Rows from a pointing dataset
•••••
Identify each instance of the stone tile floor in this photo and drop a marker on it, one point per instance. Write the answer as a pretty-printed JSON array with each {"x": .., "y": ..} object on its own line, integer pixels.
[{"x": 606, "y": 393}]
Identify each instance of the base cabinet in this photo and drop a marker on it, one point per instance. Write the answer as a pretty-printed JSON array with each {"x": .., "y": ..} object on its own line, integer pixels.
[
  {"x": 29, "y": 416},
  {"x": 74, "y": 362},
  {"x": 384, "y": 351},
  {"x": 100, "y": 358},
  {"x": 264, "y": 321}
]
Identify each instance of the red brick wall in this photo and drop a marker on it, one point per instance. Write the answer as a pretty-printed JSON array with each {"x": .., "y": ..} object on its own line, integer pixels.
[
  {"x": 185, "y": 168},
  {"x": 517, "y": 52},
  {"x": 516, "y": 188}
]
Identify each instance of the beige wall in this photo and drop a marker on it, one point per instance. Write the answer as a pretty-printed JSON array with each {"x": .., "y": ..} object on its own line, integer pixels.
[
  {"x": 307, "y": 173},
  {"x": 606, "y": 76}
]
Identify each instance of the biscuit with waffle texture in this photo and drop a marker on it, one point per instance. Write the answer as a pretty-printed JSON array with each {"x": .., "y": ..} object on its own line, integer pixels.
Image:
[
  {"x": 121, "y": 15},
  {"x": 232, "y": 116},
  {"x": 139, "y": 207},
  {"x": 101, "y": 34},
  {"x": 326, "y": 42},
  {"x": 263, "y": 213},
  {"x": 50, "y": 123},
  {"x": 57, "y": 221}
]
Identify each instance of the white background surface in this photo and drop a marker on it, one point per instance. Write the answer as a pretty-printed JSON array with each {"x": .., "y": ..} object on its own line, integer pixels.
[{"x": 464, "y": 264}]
•••••
**SHORT PROBLEM**
Convert every line of the items above into a Markdown table with two columns, Row and Line. Number each row and leave out blank lines.

**WRITTEN ANSWER**
| Row | Line |
|---|---|
| 1 | Identify each instance of the stone tile floor in this photo and drop a marker on it, one point per instance. Write the answer as a pretty-printed JSON array with each {"x": .., "y": ..} object on its own line, integer pixels. |
| 2 | [{"x": 606, "y": 393}] |
| 3 | Identify each instance of the base cabinet in this photo and drop a marker on it, one point per instance. Write the answer as a pretty-printed JSON array with each {"x": .., "y": ..} object on its own line, integer pixels. |
| 4 | [ |
| 5 |   {"x": 29, "y": 416}, |
| 6 |   {"x": 74, "y": 362}, |
| 7 |   {"x": 384, "y": 351}, |
| 8 |   {"x": 100, "y": 358}, |
| 9 |   {"x": 264, "y": 321} |
| 10 | ] |
| 11 | Identify each instance of the red brick wall in this photo and drop a marker on it, one point per instance. Write the answer as a pretty-printed JSON array with each {"x": .., "y": ..} object on its own line, integer pixels. |
| 12 | [ |
| 13 |   {"x": 185, "y": 168}, |
| 14 |   {"x": 517, "y": 52}, |
| 15 |   {"x": 516, "y": 188} |
| 16 | ] |
| 17 | Identify each instance of the beige wall in this photo and drop a marker on it, one point per instance. Write the answer as a pretty-printed JSON array with each {"x": .., "y": ..} object on its own line, integer pixels. |
| 18 | [ |
| 19 |   {"x": 307, "y": 173}, |
| 20 |   {"x": 606, "y": 76} |
| 21 | ] |
| 22 | Identify each instance of the biscuit with waffle texture in this photo and drop a marker on it, one point per instance. Write the answer as a pretty-printed JSON array with each {"x": .., "y": ..} object on its own line, integer pixels. |
| 23 | Image: |
| 24 | [ |
| 25 |   {"x": 121, "y": 15}, |
| 26 |   {"x": 232, "y": 116}, |
| 27 |   {"x": 139, "y": 207}, |
| 28 |   {"x": 101, "y": 34}, |
| 29 |   {"x": 326, "y": 42}, |
| 30 |   {"x": 263, "y": 213}, |
| 31 |   {"x": 50, "y": 123}, |
| 32 |   {"x": 57, "y": 221} |
| 33 | ] |
| 34 | Identify each instance of the white background surface in this photo and drop a marker on it, one point per instance. Write the answer as a pretty-printed JSON array with each {"x": .., "y": ..} object on its own line, integer pixels. |
| 35 | [{"x": 464, "y": 264}] |